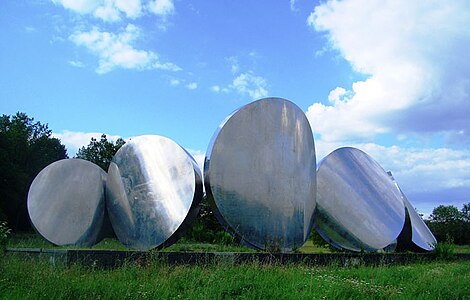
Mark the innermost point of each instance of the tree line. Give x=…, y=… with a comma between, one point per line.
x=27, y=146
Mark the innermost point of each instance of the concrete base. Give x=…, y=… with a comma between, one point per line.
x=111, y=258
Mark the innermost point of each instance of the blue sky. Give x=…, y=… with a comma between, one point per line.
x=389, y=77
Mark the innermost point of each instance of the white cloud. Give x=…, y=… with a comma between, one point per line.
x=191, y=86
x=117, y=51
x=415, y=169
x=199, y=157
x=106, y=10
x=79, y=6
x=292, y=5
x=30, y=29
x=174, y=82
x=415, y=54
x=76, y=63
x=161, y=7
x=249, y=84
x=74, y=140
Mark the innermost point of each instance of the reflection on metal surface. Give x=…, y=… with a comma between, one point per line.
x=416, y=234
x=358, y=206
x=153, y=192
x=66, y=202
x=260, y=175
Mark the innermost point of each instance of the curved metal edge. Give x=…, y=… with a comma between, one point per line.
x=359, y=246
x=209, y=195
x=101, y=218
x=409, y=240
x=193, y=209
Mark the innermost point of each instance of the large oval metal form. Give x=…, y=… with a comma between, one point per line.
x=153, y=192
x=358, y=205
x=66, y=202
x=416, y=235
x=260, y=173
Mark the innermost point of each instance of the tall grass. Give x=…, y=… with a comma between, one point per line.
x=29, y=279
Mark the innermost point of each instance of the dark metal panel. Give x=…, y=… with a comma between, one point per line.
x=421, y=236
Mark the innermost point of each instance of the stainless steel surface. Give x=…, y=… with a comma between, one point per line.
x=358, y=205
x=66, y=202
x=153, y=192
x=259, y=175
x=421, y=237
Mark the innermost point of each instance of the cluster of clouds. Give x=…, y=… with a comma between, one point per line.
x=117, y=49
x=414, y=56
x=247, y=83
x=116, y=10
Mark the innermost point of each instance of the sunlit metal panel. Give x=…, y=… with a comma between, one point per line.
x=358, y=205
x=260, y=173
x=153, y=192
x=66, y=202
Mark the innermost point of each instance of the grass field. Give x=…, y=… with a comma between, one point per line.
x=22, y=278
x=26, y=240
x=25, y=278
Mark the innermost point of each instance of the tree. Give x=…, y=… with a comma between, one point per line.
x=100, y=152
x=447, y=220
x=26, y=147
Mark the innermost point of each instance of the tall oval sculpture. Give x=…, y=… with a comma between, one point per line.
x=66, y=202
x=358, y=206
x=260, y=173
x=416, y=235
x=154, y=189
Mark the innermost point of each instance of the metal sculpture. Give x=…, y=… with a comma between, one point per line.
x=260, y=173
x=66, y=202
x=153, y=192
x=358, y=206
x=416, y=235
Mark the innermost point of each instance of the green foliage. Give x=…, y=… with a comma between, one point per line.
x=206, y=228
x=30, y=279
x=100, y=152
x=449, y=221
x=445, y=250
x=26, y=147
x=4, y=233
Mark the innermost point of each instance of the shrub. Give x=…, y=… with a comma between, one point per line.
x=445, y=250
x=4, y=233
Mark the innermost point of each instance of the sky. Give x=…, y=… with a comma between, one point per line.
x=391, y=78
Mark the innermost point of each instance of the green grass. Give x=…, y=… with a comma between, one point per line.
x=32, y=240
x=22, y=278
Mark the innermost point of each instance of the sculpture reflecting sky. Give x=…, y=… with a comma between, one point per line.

-- -- --

• _GIVEN EXERCISE_
Reproduce the listing from the line containing "Mark the innermost point of each instance of the metal" through the end of the listing, substituting "bush" for "shrub" and leaving everything else unchanged.

• _WRITTEN SOLUTION_
Mark the innermost point of each instance of the metal sculpture. Give x=…, y=… with a comma between, one point per line.
x=260, y=173
x=66, y=202
x=153, y=192
x=358, y=206
x=416, y=235
Mark the innermost point of each instance of the green foliage. Give x=…, y=… with a comma between, one point per line.
x=206, y=228
x=30, y=279
x=100, y=152
x=449, y=221
x=445, y=250
x=26, y=147
x=4, y=233
Mark the innermost point of each instance of the bush. Give x=…, y=… with a comma between, one point per line.
x=445, y=250
x=4, y=233
Mark the innermost point of each instance of the sky. Give x=…, y=… with a comma between, one point per line.
x=391, y=78
Mark the innermost point of each instance of the green grass. Give x=…, y=… with a comma between, one point per line.
x=32, y=240
x=22, y=278
Mark the innermost point of each instance of the sculpture reflecting sky. Give x=…, y=… with a comma between, one point per line.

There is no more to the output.